_Task brief_
Print every line of the material exactly.
[Given data Boundary: Start]
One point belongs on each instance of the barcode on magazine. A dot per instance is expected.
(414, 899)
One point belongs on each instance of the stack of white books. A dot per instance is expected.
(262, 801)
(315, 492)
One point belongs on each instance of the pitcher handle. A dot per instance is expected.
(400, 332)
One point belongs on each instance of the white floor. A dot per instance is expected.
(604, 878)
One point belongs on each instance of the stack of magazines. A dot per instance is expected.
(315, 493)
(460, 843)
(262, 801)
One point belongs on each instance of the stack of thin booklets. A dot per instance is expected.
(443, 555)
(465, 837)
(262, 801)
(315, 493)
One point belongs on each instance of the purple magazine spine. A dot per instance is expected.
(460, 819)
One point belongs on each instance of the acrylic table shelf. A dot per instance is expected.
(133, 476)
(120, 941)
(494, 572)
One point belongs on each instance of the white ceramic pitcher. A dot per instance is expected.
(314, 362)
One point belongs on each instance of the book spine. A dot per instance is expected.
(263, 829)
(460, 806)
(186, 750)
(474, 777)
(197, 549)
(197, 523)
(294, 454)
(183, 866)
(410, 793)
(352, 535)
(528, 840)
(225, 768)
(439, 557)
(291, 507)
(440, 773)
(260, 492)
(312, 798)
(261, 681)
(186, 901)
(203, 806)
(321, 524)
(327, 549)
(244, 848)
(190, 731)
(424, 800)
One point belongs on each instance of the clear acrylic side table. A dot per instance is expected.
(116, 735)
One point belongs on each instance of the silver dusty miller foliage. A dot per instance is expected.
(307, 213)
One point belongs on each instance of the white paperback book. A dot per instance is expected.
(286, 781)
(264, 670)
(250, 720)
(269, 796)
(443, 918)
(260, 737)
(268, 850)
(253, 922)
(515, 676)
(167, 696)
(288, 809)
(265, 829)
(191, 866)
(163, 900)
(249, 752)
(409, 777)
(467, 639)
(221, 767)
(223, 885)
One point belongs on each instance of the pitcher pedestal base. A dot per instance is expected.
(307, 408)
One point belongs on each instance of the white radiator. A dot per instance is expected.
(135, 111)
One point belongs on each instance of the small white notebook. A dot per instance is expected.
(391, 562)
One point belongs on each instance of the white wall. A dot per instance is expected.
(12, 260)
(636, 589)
[Given data Boundary: End]
_Answer to the problem_
One point belongs on each instance of the barcode on magazine. A dot per instance is expected.
(414, 899)
One point belongs on each instance of the stack of white books. A dot per instance is expected.
(262, 801)
(315, 492)
One point belongs on each instance of the pitcher handle. A dot per instance is expected.
(400, 332)
One point belongs on each instance of the white floor. A dot per instance is expected.
(604, 878)
One point belongs on each instance of the stack of magazines. A dot per instance is expected.
(315, 493)
(460, 843)
(262, 801)
One point belongs on each instance of the stack of thin booklets. A dot per instance is expected.
(443, 555)
(465, 837)
(262, 801)
(315, 493)
One point belongs on each instance of the purple magazine spine. A dot per instance is expected.
(460, 819)
One point belongs on each instance of the acrylic table shelf. A dot per instance is expected.
(133, 476)
(120, 941)
(494, 572)
One point belongs on each instance of the white ceramic pitcher. A dot per instance is expected.
(314, 362)
One point belongs on each instance of the book spine. A dot per instance is expected.
(263, 829)
(460, 806)
(186, 750)
(474, 777)
(197, 549)
(197, 523)
(294, 454)
(183, 866)
(410, 793)
(352, 535)
(528, 840)
(225, 768)
(439, 557)
(291, 507)
(440, 773)
(260, 492)
(312, 798)
(261, 681)
(186, 901)
(203, 806)
(321, 524)
(327, 549)
(244, 848)
(190, 731)
(424, 800)
One point belongs on each instance of the clear acrylic side table. A dot per instance is expected.
(116, 735)
One point belongs on each instance of the silver dusty miller foliage. A dot per instance is expected.
(307, 213)
One point belongs on each instance of the white paperback book. A dot per instance is expected.
(286, 781)
(264, 670)
(250, 720)
(269, 796)
(443, 918)
(260, 737)
(268, 850)
(253, 922)
(515, 676)
(167, 696)
(288, 809)
(265, 829)
(191, 866)
(163, 900)
(249, 752)
(409, 777)
(467, 639)
(221, 767)
(223, 885)
One point belongs on each instance of the pitcher pedestal base. A dot per instance is expected.
(307, 408)
One point belongs on each instance of the white radiator. A dot per instance is expected.
(135, 111)
One point belongs on each instance of the small white notebook. A dot per instance is expected.
(391, 562)
One point belongs on each instance of the white wall. A dot per instance is expected.
(12, 260)
(636, 589)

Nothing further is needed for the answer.